◆ EXTRAIT CHOISI:
______

La loi spéciale du 26 juin 2004 exécute et complète la loi spéciale du 2 mai 1995. Elle précise les modalités relatives au dépôt des déclarations prévues aux articles 2 et 3 de la loi spéciale du 2 mai 1995.
Son article 5 stipule que, dans le courant du mois de janvier de chaque année, la liste des intercommunales et interprovinciales et des organismes d'intérêt public sur lesquels une communauté ou une région exerce la tutelle est adressée à la Cour des comptes par le fonctionnaire désigné à cette fin par le président du gouvernement de la Communauté ou de la Région concernée.
Son article 7 prévoit un recours pour celui qui ne s'estime pas visé par la loi spéciale du 2 mai 1995.
La Cour des comptes établit, le 30 avril de chaque année, une liste provisoire des personnes, qui, assujetties à la loi spéciale du 2 mai 1995, ne lui ont pas fait parvenir la liste prévue à l'article 2 de cette loi ou la déclaration prévue à l'article 3. Elle adresse alors un rappel écrit, par lettre recommandée, à chacune de ces personnes. (article 7, paragraphe premier, alinéa premier).
Il appartient à celui qui ne se considère pas visé par cette loi d'en aviser la Cour des comptes par lettre recommandée, au plus tard le 15 mai de chaque année. La Cour des comptes examine alors les motifs exposés et fait part à l'intéressé de sa position, par lettre recommandée, au plus tard le 31 mai (article 7, paragraphe premier, alinéa premier). La procédure est identique en ce qui concerne une liste inexacte ou incomplète.
Si la Cour des comptes conclut qu'une personne est assujettie à la loi spéciale du
2 mai 1995 ou lui a fait parvenir une déclaration inexacte ou incomplète, cette personne peut s'adresser, par lettre recommandée, au (parlement) de la Communauté ou de la Région concernée, au plus tard le 15 juin (article 7, paragraphe 2).
Le législateur a estimé irréaliste de demander à la Cour des comptes d'établir et de tenir à jour elle-même la liste des personnes tenues de déposer une liste de mandats et une déclaration de patrimoine.
C'est pourquoi le législateur a prévu que chaque institution concernée remette chaque année à la Cour des comptes une liste des personnes qui doivent déposer une liste de mandats et une déclaration de patrimoine.
Les lois d'exécution du 26 juin 2004 confient cette mission à des personnes spécifiques au sein des institutions dénommées les « informateurs institutionnels ». Ces informateurs ont pour mission d'établir la liste des personnes visées par la loi et de communiquer cette liste à la Cour des comptes. La Cour des comptes ne modifie en aucun cas la composition des listes qui lui sont communiquées.

______

◆ CONSIGNES:
(1) Dans le texte sur la loi spéciale du 26 juin 2004, à quelle date la Cour des comptes établit-elle chaque année la liste provisoire des personnes assujetties qui ne lui ont pas fait parvenir leur liste ou leur déclaration ?
(2) Rédigez la suite du texte sur la loi spéciale du 26 juin 2004 en partant de sa dernière phrase.

◆ EXTRAIT DE DONNÉES:

______

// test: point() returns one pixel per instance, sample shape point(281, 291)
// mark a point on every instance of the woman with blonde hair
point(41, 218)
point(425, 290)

______

◆ CORRIGÉS:
(1) Le 30 avril.

(2)
Les travaux parlementaires de la loi spéciale du 2 mai 1995 révèlent qu'il convient de soumettre l'obligation de déclaration de patrimoine et de dépôt d'une liste de mandats à toute personne qui participe de quelque manière que ce soit à l'exercice du pouvoir public ou qui, en quelque qualité que ce soit, a la possibilité d'abuser du pouvoir ou des deniers publics [2].
Dans les commentaires de l'article premier, il est précisé que :

« Cet article détermine les personnes visées par la publication de la liste des mandats, fonctions et professions ainsi que par la déclaration de patrimoine. Il s'agit non seulement des détenteurs d'un mandat électif mais aussi des personnes qui, en vertu de leur fonction, pourraient être amenées à confondre intérêt collectif et intérêt particulier, cela ne voulant évidemment pas dire qu'il y a présomption de fraude dans le chef des personnes visées mais tout simplement qu'un contrôle doit pouvoir s'exercer dans le cadre d'une action pénale » [3].

Par « fonctions dirigeantes », la loi entend une fonction importante : « les personnes qui ne déposeront pas leur déclaration alors qu'elles occupent une fonction importante seront sanctionnées par l'opinion publique » [4].
Quant à la loi du 12 mars 2009, elle n'a fait que modifier en simplifiant les obligations visées à la loi du 2 mai 1995, en son chapitre 2, et celle du 26 juin 2004, en son chapitre 3. Selon les travaux préparatoires, cette simplification ne change rien au fond de la réglementation, dès lors qu'il s'agit d'une simplification pour les assujettis et d'une optimalisation des possibilités de contrôle pour la Cour des comptes (voy. propositions déposées à la Chambre des représentants, doc. Chambre, n° 52-1507/1 et 1508/1).
L'article 7 de la loi spéciale et l'article 9 de ladite loi précisent qu'elles entreront en vigueur le 1er janvier 2009, soit une rétroactivité explicite d'un peu plus de trois mois. L'on peut raisonnablement considérer que l'objectif poursuivi par le législateur, en fixant cette date, était de permettre une évaluation annuelle de l'année qui précédait.
La loi simplifie donc la procédure quant au dépôt de la déclaration de patrimoine, mais pour l'année 2009 et celles à venir.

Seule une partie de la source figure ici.